- **List of tasks**:
**A)** Name every person mentioned in the email thread about the USB3 controller.
**B)** Carry on the email thread about the USB3 controller from where it stops.

- **Text to read**:
○ ○ ○

On 1 August 2017 at 22:44, Bjorn Helgaas <helgaas@...nel.org> wrote:
> On Thu, Jul 13, 2017 at 10:26:40AM +0200, Greg Kroah-Hartman wrote:
>> On Wed, Jul 12, 2017 at 10:12:34PM -0500, Bjorn Helgaas wrote:
>> > On Mon, Jul 10, 2017 at 04:52:28PM +0100, Marc Zyngier wrote:
>> > > Ard and myself have just spent quite some time lately trying to pin
>> > > down an issue in the DMA code which was taking the form of a PCIe USB3
>> > > controller issuing a DMA access at some bizarre address, and being
>> > > caught red-handed by the IOMMU.
>> > >
>> > > After much head scratching and most of a week-end spent on tracing the
>> > > damn thing, I'm now convinced that the DMA code is fine, the XHCI
>> > > driver is correct, but that the HW (a Renesas uPD720202 chip) is a
>> > > nasty piece of work.
>> > >
>> > > The issue is as follow:
>> > >
>> > > - EFI initializes the controller using physical addresses above the
>> > >   4GB limit (this is on an arm64 box where the memory starts at
>> > >   0x80_00000000...).

○ ○ ○

[Dataset rows on where objects appear]
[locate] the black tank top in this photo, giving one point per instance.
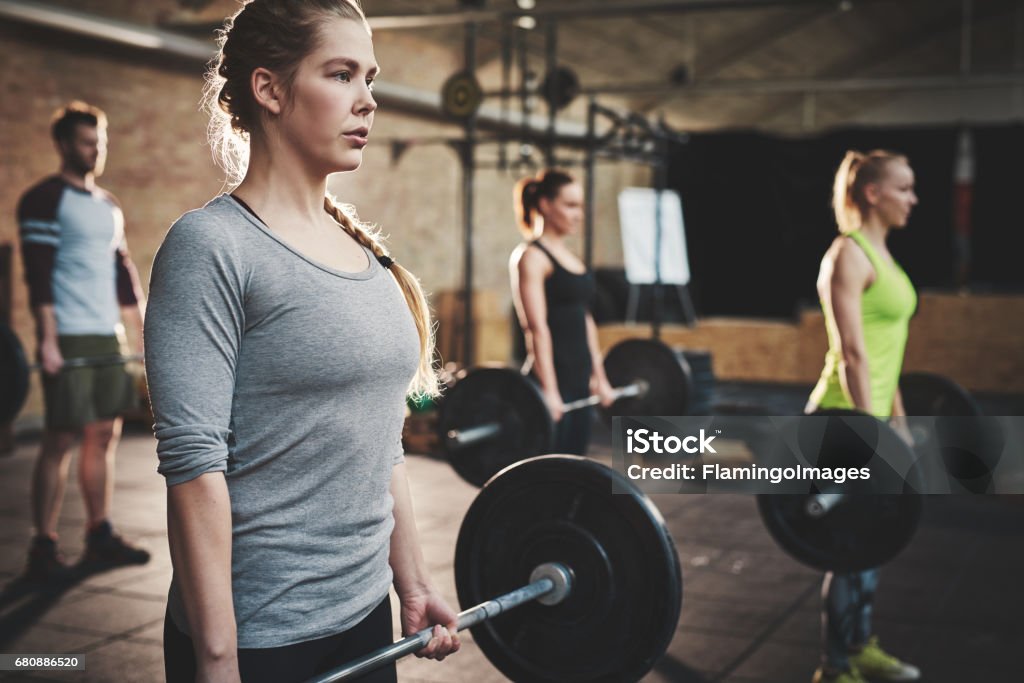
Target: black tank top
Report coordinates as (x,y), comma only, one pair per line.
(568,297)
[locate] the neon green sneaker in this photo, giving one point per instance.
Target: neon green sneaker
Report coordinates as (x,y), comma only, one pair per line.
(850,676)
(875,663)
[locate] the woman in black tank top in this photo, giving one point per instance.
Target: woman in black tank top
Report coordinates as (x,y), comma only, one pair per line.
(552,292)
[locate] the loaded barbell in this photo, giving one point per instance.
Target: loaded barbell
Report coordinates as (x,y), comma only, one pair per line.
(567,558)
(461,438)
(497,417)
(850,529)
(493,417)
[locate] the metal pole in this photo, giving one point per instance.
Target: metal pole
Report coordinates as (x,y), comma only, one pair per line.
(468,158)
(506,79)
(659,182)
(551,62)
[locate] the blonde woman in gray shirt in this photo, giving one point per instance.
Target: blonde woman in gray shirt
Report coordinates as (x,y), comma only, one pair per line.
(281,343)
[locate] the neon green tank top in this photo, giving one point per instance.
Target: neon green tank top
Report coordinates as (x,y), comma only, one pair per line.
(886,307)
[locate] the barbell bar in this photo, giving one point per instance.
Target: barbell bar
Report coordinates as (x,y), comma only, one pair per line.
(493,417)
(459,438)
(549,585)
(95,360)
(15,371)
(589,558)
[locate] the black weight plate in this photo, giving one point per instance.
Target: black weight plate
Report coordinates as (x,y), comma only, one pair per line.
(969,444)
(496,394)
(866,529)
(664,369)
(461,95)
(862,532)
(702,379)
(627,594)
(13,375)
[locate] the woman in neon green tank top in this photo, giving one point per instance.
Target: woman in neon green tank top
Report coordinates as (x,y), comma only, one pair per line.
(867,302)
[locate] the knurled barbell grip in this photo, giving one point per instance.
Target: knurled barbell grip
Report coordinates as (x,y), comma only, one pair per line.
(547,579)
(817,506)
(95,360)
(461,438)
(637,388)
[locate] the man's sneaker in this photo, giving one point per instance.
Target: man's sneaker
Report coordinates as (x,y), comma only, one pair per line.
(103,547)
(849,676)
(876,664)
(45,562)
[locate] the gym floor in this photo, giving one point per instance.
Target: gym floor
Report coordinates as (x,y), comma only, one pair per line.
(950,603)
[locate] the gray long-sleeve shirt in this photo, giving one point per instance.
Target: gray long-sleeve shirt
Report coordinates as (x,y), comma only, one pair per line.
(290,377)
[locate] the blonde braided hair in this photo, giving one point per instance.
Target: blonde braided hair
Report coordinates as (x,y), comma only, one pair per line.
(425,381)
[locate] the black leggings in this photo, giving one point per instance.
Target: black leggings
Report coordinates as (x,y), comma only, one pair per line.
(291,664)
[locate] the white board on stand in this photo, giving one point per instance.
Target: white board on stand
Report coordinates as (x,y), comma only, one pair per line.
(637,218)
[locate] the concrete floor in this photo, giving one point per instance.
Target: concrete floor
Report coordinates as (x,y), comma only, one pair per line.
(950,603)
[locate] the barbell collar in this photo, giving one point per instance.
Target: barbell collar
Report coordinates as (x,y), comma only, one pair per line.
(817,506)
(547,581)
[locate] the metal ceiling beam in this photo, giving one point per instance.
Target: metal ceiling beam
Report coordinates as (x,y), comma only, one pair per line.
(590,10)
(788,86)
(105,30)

○ ○ ○

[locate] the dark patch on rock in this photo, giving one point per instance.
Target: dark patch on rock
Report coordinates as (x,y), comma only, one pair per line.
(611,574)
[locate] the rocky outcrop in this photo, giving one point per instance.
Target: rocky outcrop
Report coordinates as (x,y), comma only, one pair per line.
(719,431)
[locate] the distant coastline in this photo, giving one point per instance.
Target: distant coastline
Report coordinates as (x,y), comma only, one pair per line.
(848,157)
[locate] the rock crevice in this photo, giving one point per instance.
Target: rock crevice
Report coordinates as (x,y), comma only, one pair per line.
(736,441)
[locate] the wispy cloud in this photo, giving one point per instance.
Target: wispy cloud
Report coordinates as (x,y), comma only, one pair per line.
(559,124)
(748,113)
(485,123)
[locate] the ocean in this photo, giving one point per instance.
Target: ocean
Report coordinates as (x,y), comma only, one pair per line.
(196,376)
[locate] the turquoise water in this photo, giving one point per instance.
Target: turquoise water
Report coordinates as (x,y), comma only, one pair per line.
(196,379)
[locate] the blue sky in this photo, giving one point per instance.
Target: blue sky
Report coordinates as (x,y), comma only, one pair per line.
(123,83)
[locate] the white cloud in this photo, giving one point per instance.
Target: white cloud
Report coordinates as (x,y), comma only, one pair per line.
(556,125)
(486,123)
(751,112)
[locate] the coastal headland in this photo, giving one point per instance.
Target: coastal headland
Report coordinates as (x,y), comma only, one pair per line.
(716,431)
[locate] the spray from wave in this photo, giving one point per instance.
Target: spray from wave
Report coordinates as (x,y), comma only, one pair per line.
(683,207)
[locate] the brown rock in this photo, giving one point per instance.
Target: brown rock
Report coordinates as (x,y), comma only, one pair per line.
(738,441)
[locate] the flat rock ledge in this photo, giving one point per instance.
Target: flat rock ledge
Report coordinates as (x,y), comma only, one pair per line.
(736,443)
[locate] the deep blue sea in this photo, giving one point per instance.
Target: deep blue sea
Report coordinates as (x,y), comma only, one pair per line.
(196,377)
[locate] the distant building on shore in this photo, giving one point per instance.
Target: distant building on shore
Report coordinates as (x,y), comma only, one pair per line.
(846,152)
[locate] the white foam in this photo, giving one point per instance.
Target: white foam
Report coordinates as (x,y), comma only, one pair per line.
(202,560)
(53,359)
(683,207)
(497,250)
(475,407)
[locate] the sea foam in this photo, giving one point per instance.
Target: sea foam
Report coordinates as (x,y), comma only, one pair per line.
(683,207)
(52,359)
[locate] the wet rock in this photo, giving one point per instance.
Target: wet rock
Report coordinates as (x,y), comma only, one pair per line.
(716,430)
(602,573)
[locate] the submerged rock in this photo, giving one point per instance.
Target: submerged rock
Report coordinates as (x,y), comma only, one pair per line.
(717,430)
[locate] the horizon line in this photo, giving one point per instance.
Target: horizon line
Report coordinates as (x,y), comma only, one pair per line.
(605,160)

○ ○ ○

- **Results for the exercise**:
**A)** Bjorn Helgaas, Greg Kroah-Hartman, Marc Zyngier, Ard

**B)**
>> > >
>> > > - The kernel takes over, sends a XHCI reset to the controller, and
>> > >   because we have an IOMMU sitting between the controller and memory,
>> > >   provides *virtual* addresses. Trying to make things a bit faster for
>> > >   our controller, it issues IOVAs in the low 4GB range).
>> > >
>> > > - Low and behold, the controller is now issuing transactions with a
>> > >   0x80 prefix in front of our IOVA. Yes, the same prefix that was
>> > >   programmed during the EFI configuration. IOMMU fault, not happy.
>> > >
>> > > If the kernel is hacked to only generate IOVAs that are more than
>> > > 32bit wide, the HW behaves correctly. The only way I can explain this
>> > > behaviour is that the HW latches the top 32bit of the ERST (it is
>> > > always the ERST IOVA that appears in my traces) in some internal
>> > > register, and that the XHCI reset fails to clear it. Writing zero in
>> > > the top bits is not enough to clear it either.
>> > >
>> > > So far, the only solution we have for this lovely piece of kit is to
>> > > force a PCI reset at probe time, which puts it right. The patches are
>> > > pretty ugly, but that's the best I could come up with so far.
>> > >
>> > > Tested on a pair of AMD Opteron 1100 boxes with Renesas uPD720201 and
>> > > uPD720202 controllers.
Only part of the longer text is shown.